Task requirements: The records below must be transcribed exactly.

# # #

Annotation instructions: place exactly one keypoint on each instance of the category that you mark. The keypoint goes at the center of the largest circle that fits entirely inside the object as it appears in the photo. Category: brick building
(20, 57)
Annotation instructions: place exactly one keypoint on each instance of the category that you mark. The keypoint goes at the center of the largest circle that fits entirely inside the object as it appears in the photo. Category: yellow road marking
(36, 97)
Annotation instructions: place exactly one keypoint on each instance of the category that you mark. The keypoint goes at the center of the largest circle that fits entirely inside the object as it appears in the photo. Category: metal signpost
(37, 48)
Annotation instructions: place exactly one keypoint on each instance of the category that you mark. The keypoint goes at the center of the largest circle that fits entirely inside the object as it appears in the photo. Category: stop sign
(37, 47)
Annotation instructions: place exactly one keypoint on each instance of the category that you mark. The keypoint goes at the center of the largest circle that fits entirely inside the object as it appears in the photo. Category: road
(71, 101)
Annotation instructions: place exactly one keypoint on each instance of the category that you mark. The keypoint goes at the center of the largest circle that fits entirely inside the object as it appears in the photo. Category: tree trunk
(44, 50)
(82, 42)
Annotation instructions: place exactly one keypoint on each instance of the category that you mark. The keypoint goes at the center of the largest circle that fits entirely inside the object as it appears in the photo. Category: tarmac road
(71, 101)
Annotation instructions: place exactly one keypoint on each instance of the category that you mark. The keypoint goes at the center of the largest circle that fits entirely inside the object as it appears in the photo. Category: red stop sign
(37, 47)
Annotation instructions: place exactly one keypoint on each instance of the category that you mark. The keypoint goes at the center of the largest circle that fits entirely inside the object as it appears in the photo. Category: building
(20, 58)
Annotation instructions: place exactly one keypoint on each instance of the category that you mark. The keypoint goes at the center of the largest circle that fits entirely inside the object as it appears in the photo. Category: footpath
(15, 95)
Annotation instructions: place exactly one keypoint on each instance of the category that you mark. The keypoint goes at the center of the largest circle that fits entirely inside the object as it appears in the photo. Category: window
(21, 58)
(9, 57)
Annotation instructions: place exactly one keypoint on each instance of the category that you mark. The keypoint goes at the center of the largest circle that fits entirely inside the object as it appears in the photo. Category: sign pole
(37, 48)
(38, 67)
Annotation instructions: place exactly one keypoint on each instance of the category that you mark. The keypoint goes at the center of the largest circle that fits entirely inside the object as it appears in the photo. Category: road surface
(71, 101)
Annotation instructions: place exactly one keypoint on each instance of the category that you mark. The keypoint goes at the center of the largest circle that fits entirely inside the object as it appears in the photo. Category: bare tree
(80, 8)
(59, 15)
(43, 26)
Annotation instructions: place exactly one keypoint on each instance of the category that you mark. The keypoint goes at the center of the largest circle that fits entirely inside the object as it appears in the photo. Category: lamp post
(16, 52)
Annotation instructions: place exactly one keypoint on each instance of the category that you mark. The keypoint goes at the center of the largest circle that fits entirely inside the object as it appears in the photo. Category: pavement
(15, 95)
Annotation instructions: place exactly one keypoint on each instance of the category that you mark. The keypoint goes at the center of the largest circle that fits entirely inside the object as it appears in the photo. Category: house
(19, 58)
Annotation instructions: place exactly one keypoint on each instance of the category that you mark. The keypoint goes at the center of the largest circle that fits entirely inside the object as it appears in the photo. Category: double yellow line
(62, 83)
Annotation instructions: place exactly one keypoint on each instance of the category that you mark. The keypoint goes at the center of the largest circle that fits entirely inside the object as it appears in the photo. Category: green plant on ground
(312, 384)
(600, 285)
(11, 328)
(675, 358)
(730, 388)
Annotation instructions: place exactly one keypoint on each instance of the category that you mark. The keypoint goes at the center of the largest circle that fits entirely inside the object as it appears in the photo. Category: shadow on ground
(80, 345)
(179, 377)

# # #

Answer for this exercise:
Annotation instructions: place exactly one keypoint on each instance of the category that you mark. The keypoint goes at the center of the largest circle that fits entirely inside the object as it appears in the photo. Category: brick building
(20, 57)
Annotation instructions: place exactly one keypoint on each instance of the category that you mark. The keypoint goes at the center of the largest circle that fits entirely inside the object as it appears in the photo. Category: yellow road marking
(36, 97)
Annotation instructions: place exactly one keypoint on each instance of the category that you mark. The keypoint goes at the center of the largest circle that fits entirely inside the object as it appears in the photo. Category: metal signpost
(37, 48)
Annotation instructions: place exactly one keypoint on each instance of the category that you mark. The keypoint goes at the center of the largest circle that fits entirely inside the object as it appears in the photo. Category: stop sign
(37, 47)
Annotation instructions: place exactly one keypoint on each instance of the category that you mark. The keypoint goes at the center of the largest circle that fits entirely inside the object as it appears in the photo. Category: road
(71, 101)
Annotation instructions: place exactly one keypoint on each instance of the category that you mark. The keypoint goes at the center of the largest circle that fits entirely inside the object as it appears in the photo. Category: tree trunk
(44, 50)
(82, 42)
Annotation instructions: place exactly one keypoint on each instance of the category that you mark. The keypoint goes at the center of the largest circle that fits entirely inside the object as it appears in the photo. Category: tarmac road
(71, 101)
Annotation instructions: place exactly one keypoint on each instance of the category that you mark. The keypoint goes at the center of the largest circle that fits entirely inside the object as it appears in the photo. Category: red stop sign
(37, 47)
Annotation instructions: place exactly one keypoint on each instance of the category that you mark. The keypoint goes at the center of the largest circle that fits entirely inside the object as it appears in the photo. Category: building
(20, 58)
Annotation instructions: place exactly one keypoint on each instance of the category that you mark. The keypoint goes at the center of the largest circle that fits entirely inside the object as it appears in the photo. Category: footpath
(15, 95)
Annotation instructions: place exactly one keypoint on each instance of the category that you mark. The keypoint goes at the center of the largest circle that fits entirely inside the object as it appears in the photo. Category: window
(21, 58)
(9, 57)
Annotation instructions: place exactly one keypoint on each instance of the category that you mark. The keypoint goes at the center of the largest circle that fits entirely inside the object as it appears in the photo. Category: sign pole
(37, 48)
(38, 67)
Annotation instructions: place exactly one keypoint on each instance of the category that you mark. The keypoint goes at the center of the largest circle that fits entirely inside the object as it appears in the photo. Category: road surface
(71, 101)
Annotation instructions: place exactly one keypoint on each instance of the category that you mark. The keypoint goes at the center of the largest circle that fits entirely inside the object as it appears in the photo. Category: bare tree
(80, 8)
(59, 15)
(43, 26)
Annotation instructions: place exactly one keypoint on each instance of the category that you mark. The keypoint goes at the center of the largest circle that fits entirely inside the object as it appears in the photo. Category: lamp post
(16, 52)
Annotation instructions: place exactly one keypoint on each instance of the category that you mark. The keypoint goes at the center of the largest circle that fits entirely inside the object as it appears in the photo. Category: pavement
(15, 95)
Annotation instructions: place exactly one keypoint on each instance of the category that you mark. The keypoint goes at the center of the largest circle that fits entirely inside the object as it appears in the photo. Category: house
(19, 58)
Annotation instructions: place exactly one keypoint on each instance of the category that you mark. The keypoint goes at the center of the largest circle that fits entirely inside the object as it appears in the photo. Category: double yellow line
(62, 83)
Annotation instructions: place exactly one keypoint on each instance of the category that you mark. The keypoint goes at the center of the largest circle that fits entirely inside the object as it appears in the photo. Category: green plant on ground
(312, 384)
(600, 285)
(11, 328)
(675, 358)
(730, 388)
Annotation instructions: place exactly one keypoint on each instance of the category that you mark. The keypoint goes at the center of the largest circle that fits entirely inside the object as it appears in the photo. Category: shadow on ground
(80, 345)
(179, 377)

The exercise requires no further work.